- Document text:
South St. Louis County News

St. Louis Call Newspapers

South St. Louis County News

St. Louis Call Newspapers

South St. Louis County News

St. Louis Call Newspapers

Crestwood mayor returns after brief health scare

Robinson ready to refocus on city government after hospitalization for pneumonia

After a brief health scare, the man who presides over Crestwood’s city government is easing back into that role.

Crestwood Mayor Roy Robinson said he is recovering well from a recent bout with pneumonia, which hospitalized him for five days.

But the first-term mayor said after several days of rest, he’s ready to jump back into city affairs — but not yet quite at the same pace as before.

“I was told not to overdo it,” Robinson said. “Just take my time, and if I didn’t have to do things normally, just reduce the amount of time I spend. So I have done a little bit of that.”

Robinson’s pneumonia kept him out of the city’s May 23 Board of Aldermen meeting and also a May 22 trip to the International Council of Shopping Centers annual convention, “Breaking New Ground,” in Las Vegas, Nev.

“I thought I was going to get to go (to Las Vegas), but I’m glad I didn’t try,” Robinson said. “My doctor said I’d never made it back if I had.”

But even though he was physically unable to attend at that time, Robinson said he believes City Administrator Frank Myers and Economic Development Specialist Ellen Dailey had very productive meetings.

Myers has said that he and Dailey met with the Westfield Corp., which owns the Westfield Shoppingtown Crestwood, to discuss revitalization efforts to the mall and also spoke with several restaurants interested in coming to Crestwood.

(Referring expression data)

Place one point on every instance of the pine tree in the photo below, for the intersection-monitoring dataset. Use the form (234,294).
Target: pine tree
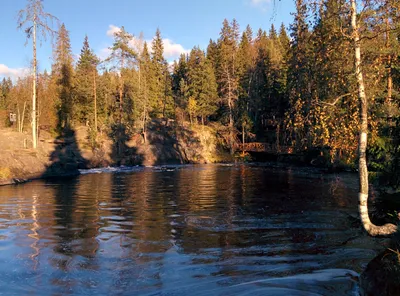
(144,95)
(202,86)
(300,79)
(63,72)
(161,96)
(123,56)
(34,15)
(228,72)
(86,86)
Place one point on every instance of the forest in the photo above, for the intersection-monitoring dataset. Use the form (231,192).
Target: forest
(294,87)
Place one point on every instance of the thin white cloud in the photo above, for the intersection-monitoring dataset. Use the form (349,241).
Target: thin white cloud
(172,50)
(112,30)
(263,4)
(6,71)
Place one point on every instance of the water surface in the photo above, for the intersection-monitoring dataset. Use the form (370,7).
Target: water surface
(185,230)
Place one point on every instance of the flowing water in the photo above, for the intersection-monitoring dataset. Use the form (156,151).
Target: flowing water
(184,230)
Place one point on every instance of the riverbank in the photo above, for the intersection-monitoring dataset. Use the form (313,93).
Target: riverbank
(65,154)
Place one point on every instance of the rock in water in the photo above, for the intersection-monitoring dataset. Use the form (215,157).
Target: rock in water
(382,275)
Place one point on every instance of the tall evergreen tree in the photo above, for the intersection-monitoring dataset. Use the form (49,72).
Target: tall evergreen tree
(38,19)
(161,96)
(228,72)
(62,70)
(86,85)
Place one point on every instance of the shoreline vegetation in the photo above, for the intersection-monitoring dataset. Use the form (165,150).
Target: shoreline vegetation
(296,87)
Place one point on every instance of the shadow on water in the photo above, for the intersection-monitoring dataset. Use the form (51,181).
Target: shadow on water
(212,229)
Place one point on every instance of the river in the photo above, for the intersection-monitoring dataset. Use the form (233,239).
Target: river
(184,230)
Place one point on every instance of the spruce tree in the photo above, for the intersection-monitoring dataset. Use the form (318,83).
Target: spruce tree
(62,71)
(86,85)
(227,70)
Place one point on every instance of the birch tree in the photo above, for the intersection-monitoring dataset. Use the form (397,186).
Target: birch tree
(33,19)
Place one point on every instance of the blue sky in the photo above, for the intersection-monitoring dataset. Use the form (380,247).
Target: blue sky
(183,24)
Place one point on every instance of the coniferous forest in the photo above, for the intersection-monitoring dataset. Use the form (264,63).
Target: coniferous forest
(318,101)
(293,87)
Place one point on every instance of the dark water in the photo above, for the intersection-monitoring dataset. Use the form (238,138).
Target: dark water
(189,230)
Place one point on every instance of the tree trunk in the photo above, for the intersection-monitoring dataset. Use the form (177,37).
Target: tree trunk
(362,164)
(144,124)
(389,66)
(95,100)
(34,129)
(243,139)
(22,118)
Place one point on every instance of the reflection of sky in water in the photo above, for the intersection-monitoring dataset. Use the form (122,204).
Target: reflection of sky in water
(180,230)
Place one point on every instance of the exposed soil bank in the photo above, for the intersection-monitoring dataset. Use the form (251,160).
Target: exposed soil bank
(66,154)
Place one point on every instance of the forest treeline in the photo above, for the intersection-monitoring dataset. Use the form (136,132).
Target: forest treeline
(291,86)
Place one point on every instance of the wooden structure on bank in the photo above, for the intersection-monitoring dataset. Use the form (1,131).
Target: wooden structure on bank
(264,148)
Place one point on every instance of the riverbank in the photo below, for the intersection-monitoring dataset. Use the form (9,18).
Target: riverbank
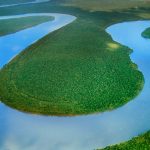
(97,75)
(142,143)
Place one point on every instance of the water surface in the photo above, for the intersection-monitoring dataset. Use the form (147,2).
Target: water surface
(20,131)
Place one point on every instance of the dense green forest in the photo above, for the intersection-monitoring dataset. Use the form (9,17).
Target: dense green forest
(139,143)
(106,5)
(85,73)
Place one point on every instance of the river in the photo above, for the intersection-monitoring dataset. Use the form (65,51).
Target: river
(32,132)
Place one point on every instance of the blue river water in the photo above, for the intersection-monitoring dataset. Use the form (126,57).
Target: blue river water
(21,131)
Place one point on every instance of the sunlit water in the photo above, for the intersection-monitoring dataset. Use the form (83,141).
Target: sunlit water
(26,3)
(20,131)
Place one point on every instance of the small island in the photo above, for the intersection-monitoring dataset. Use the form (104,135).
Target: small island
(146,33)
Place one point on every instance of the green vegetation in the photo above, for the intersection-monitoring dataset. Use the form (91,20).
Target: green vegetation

- Task list:
A: Reproduce the article on the Crestwood mayor between "But the first-term" and "Las Vegas, Nev.", inclusive.
B: Using the article on the Crestwood mayor, answer these questions:
(i) For how many days was Robinson hospitalized with pneumonia?
(ii) On what date was the Board of Aldermen meeting that Robinson missed?
(iii) Which company owns the Westfield Shoppingtown Crestwood?
C: Recast as a list the paragraph of the article on the Crestwood mayor that begins "Robinson’s pneumonia kept him out", keeping its main facts.

- Numbered answers:
A:
But the first-term mayor said after several days of rest, he’s ready to jump back into city affairs — but not yet quite at the same pace as before.

“I was told not to overdo it,” Robinson said. “Just take my time, and if I didn’t have to do things normally, just reduce the amount of time I spend. So I have done a little bit of that.”

Robinson’s pneumonia kept him out of the city’s May 23 Board of Aldermen meeting and also a May 22 trip to the International Council of Shopping Centers annual convention, “Breaking New Ground,” in Las Vegas, Nev.

B:
(i) Five days.
(ii) May 23.
(iii) The Westfield Corp.

C:
Robinson's pneumonia kept him from:
- the city's May 23 Board of Aldermen meeting
- a May 22 trip to the International Council of Shopping Centers annual convention, "Breaking New Ground," in Las Vegas, Nev.